> _Exercices à faire_:
[a] Traduisez en anglais cette phrase du texte sur la déontologie médicale : « Le Conseil National de l'Ordre des Médecins encadre la fonction médicale française, sur les plans professionnel, administratif et juridictionnel. »
[b] Résumez en deux phrases le texte sur la déontologie médicale.


    Le Conseil National de l'Ordre des Médecins encadre la fonction médicale française, sur les plans professionnel, administratif et juridictionnel. Pour le conseil de l'ordre, il n'existe aucune donnée de ce type en France et ces dernières sont difficiles à transposer. Les membres du conseil estiment que les médecins français respectent le secret médical mais rappellent que ce non-respect est un délit. Si vous en étiez victime il faudrait alors saisir le Conseil de l'Ordre qui pourrait punir le médecin fautif d'un simple blâme jusqu'à une radiation avec interdiction d'exercer, selon la gravité de la faute.

    Pour Maître Isabelle Robard, avocate au barreau de Paris et spécialiste de ces questions : "Si le code de déontologie médicale fixe le principe d’une information claire, loyale et transparente, clé de voûte du consentement médical, encore faut-il que le médecin puisse respecter un second principe, celui de l’indépendance dictée par le « le jugement de sa conscience et les références à ses connaissances scientifiques, avec, comme seul objectif, l'intérêt du malade » selon les propos du Pr Klotz en 1955. Cette indépendance idéale sera difficile à mettre en pratique dans l’absolu sachant que la recherche débouchant sur les publications scientifiques est elle-même souvent financée par l’industrie. Comme à chaque crise sanitaire, le scandale du Médiator aboutissant à l’adoption d’une nouvelle loi sur le renforcement  de la sécurité sanitaire du médicament, a fixé de nouvelles règles de transparence qui devraient jouer en faveur du consommateur.

> _Données_:
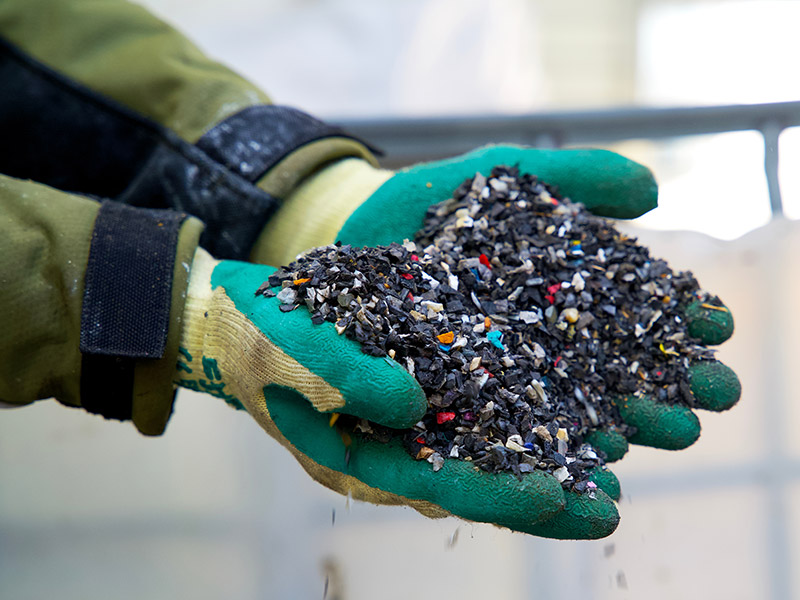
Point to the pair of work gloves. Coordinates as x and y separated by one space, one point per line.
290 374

...

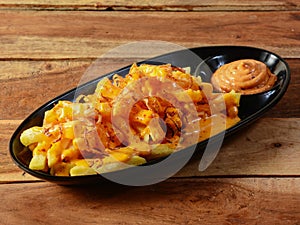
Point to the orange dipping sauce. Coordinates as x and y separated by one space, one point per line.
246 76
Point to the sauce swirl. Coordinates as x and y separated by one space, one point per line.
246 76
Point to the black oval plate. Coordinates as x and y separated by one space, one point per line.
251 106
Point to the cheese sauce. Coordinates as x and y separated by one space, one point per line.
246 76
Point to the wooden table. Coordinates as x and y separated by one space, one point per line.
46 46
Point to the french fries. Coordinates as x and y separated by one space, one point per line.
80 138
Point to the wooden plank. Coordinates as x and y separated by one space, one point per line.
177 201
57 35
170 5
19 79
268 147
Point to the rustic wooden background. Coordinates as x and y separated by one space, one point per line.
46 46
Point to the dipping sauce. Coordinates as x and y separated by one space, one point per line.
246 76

> _Réponses_:
[a] The National Council of the Order of Physicians oversees the French medical profession on the professional, administrative, and jurisdictional levels.

[b] Le Conseil National de l'Ordre des Médecins encadre la profession médicale en France et rappelle que le non-respect du secret médical est un délit, que le Conseil peut sanctionner d'un simple blâme jusqu'à une radiation selon la gravité de la faute. Pour Maître Isabelle Robard, l'indépendance du médecin est difficile à mettre en pratique parce que la recherche est souvent financée par l'industrie, mais la loi adoptée après le scandale du Médiator a fixé de nouvelles règles de transparence.